Copy out, word for word, the lines below from the one containing "of the broad" through the one containing "x=68, y=194", including both of those lines.

**Material provided:**
>>>>
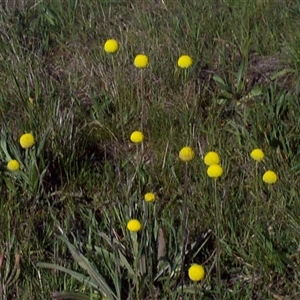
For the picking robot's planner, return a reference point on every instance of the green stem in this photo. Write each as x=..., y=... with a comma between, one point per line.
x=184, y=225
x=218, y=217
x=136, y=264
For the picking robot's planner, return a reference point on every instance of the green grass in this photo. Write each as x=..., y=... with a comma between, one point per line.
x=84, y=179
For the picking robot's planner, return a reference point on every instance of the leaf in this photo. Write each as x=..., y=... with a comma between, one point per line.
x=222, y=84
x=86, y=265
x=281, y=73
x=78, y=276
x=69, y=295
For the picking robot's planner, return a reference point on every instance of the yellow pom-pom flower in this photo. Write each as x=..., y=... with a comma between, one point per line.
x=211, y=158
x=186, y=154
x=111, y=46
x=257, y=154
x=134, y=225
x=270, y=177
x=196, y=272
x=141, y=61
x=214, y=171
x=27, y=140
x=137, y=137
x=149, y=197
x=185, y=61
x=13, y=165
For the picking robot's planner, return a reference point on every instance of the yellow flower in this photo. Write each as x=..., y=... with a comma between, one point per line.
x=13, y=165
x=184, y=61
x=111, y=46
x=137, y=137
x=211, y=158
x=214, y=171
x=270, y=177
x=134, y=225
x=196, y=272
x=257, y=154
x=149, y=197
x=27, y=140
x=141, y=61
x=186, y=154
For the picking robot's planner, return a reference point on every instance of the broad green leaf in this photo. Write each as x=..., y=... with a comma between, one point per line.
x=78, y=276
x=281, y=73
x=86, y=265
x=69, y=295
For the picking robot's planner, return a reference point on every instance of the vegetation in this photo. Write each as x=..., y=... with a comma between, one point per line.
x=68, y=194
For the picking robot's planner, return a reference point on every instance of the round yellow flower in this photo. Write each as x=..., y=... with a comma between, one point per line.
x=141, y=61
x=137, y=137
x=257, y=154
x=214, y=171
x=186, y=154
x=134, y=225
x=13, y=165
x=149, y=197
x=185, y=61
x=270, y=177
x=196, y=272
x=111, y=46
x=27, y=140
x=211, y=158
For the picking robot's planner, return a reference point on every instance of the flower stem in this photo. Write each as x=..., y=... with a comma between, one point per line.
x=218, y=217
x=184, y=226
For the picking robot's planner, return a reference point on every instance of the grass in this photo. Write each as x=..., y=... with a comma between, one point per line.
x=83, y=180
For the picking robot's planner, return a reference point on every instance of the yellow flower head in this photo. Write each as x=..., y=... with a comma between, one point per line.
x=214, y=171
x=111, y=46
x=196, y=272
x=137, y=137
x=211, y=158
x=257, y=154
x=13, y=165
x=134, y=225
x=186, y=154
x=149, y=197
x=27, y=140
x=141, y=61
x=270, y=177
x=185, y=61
<<<<
>>>>
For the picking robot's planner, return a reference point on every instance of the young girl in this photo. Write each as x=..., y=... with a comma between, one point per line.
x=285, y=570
<<<<
**Solution for this exercise:**
For the picking robot's planner, return a reference point on every instance of the broad green leaf in this photo. Write each as x=..., y=... with a comma between, one point per line.
x=78, y=276
x=281, y=73
x=86, y=265
x=69, y=295
For the picking robot's planner, return a reference point on every instance of the vegetation in this photo. Write each as x=..., y=... with a comma between, one point per line.
x=68, y=194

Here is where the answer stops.